• _GIVEN EXERCISE_
Write the line that includes "Phrase -- gray background" and all subsequent lines, exactly as written, and nothing more.

• _PROVIDED INFORMATION_
------------------------------------------------------------

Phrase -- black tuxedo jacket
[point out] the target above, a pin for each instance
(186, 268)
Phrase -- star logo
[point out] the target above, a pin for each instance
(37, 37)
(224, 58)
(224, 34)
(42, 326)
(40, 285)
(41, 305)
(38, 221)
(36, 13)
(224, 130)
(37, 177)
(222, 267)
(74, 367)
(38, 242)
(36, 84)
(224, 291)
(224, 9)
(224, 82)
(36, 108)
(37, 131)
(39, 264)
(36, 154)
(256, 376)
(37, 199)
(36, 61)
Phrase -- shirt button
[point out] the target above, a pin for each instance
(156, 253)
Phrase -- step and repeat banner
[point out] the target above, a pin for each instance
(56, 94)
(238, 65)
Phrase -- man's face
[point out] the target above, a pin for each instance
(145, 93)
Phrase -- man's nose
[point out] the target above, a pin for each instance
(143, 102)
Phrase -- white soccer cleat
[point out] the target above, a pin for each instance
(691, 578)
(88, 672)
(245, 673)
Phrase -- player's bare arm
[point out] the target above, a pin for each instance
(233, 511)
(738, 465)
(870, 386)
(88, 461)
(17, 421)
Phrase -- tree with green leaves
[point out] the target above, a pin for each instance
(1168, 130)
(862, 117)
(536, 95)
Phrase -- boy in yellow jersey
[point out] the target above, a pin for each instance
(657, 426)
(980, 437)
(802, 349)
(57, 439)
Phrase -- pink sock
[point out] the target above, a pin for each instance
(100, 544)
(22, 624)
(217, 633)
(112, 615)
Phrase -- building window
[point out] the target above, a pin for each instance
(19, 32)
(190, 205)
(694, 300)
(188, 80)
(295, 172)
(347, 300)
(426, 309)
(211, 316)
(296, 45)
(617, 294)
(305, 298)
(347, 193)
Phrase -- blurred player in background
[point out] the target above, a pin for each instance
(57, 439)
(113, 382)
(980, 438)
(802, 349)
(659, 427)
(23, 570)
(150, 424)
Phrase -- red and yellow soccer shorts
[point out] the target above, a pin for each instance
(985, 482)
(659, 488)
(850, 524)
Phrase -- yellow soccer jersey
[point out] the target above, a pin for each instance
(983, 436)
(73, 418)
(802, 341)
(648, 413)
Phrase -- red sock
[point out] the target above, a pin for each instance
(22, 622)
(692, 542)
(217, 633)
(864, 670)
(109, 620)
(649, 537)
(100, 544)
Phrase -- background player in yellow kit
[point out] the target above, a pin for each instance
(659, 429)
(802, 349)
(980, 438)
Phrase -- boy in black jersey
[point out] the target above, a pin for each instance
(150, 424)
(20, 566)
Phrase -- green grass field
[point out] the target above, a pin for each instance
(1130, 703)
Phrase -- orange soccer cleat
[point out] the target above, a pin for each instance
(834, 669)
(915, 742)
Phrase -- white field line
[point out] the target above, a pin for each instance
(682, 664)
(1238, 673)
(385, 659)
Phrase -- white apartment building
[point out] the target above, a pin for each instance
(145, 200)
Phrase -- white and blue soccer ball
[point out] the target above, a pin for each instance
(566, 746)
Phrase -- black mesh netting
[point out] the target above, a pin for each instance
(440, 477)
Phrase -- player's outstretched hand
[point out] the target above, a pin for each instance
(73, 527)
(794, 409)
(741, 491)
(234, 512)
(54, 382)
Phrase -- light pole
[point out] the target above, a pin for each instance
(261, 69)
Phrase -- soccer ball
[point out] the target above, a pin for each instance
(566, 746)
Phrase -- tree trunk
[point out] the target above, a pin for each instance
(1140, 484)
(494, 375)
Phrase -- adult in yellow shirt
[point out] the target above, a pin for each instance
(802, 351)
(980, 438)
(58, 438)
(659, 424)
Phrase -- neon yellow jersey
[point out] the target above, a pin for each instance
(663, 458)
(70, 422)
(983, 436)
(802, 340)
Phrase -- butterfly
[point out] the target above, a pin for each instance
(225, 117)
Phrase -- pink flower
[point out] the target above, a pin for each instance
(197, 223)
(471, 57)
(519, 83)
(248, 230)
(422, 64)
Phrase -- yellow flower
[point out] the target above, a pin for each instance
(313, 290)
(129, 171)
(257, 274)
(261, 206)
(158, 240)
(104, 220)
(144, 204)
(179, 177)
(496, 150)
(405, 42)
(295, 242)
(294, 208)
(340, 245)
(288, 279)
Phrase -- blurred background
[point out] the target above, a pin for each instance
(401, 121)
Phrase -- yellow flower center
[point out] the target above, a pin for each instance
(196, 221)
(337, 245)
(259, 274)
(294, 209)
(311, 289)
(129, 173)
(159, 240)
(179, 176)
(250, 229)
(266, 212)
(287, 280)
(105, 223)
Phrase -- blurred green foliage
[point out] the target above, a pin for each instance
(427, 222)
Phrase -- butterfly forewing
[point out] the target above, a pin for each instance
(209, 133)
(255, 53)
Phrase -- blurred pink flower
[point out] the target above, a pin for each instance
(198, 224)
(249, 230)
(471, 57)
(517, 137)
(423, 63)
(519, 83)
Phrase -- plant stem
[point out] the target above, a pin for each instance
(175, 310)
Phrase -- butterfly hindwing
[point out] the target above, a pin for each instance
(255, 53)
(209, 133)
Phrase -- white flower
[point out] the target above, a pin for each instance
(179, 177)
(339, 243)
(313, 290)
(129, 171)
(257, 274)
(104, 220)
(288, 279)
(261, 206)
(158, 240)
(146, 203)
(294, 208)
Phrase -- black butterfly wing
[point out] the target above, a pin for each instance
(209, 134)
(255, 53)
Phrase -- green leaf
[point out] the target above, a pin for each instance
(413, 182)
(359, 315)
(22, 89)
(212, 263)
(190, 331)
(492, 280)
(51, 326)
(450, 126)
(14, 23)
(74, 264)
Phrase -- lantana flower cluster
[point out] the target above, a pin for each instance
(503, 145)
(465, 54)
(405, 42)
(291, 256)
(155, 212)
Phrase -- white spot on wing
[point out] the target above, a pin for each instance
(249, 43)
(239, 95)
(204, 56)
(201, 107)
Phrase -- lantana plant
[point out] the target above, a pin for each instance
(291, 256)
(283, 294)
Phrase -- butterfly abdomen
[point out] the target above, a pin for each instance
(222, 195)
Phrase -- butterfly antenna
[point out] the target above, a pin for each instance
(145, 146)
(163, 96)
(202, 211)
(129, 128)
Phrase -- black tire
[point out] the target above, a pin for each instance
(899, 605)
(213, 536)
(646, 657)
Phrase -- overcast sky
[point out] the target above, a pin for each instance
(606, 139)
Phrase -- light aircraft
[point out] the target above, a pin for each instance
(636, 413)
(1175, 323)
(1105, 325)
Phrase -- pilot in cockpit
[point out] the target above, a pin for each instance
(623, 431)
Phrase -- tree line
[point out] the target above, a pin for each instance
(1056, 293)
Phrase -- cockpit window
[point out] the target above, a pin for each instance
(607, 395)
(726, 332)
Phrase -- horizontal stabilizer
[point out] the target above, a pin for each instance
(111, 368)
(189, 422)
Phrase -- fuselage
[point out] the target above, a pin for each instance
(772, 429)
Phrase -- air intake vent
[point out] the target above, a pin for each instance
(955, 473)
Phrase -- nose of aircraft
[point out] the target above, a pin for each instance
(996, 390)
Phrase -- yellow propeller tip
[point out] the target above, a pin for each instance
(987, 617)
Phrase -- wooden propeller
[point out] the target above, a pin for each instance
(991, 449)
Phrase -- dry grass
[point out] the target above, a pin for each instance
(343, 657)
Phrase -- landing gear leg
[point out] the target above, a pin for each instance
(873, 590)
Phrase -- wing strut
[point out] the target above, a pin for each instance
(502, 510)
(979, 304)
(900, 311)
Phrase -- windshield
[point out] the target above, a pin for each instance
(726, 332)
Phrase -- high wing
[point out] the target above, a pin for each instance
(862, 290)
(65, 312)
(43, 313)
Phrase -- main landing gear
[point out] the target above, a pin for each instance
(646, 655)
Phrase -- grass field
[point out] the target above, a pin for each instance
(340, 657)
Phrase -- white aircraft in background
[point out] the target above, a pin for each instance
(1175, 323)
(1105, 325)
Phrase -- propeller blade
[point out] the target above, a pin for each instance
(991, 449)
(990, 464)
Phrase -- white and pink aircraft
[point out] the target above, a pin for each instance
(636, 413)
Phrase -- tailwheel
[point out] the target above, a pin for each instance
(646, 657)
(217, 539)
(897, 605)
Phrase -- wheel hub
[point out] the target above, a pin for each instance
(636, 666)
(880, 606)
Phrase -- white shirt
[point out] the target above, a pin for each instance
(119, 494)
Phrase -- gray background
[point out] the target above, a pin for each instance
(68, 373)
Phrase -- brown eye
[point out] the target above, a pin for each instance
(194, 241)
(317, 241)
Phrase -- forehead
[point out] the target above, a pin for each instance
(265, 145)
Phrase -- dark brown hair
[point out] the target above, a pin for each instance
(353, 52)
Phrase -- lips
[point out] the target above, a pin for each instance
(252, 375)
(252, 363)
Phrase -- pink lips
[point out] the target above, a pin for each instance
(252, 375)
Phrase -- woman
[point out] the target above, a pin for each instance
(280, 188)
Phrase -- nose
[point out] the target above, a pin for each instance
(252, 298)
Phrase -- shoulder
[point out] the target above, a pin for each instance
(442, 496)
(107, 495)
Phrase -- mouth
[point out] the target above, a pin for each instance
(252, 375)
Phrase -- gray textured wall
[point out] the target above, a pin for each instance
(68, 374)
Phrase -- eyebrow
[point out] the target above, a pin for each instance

------------------------------------------------------------

• _RESULT OF THE TASK_
Phrase -- gray background
[point out] the target above, a pin for each instance
(68, 373)
Phrase -- brown eye
[point out] the target above, a pin for each instance
(194, 241)
(317, 241)
Phrase -- forehead
[point out] the target above, a pin for each instance
(265, 145)
Phrase -- dark brown hair
[point out] the target above, a pin for each instance
(353, 52)
Phrase -- lips
[point out] the target above, a pin for each instance
(252, 375)
(252, 363)
Phrase -- pink lips
[point out] the target above, a pin for each instance
(252, 375)
Phrase -- woman
[point out] the target above, a pin for each instance
(280, 188)
Phrase -- nose
[point out] the target above, a pin for each instance
(252, 298)
Phrase -- shoulder
[point out] the target above, a pin for each instance
(442, 496)
(107, 495)
Phrase -- mouth
[point out] the target above, a pin for each instance
(252, 375)
Phrase -- gray textured wall
[point out] the target above, a pin for each instance
(68, 374)
Phrase -- eyebrow
[point out] the target above, a pin for each instance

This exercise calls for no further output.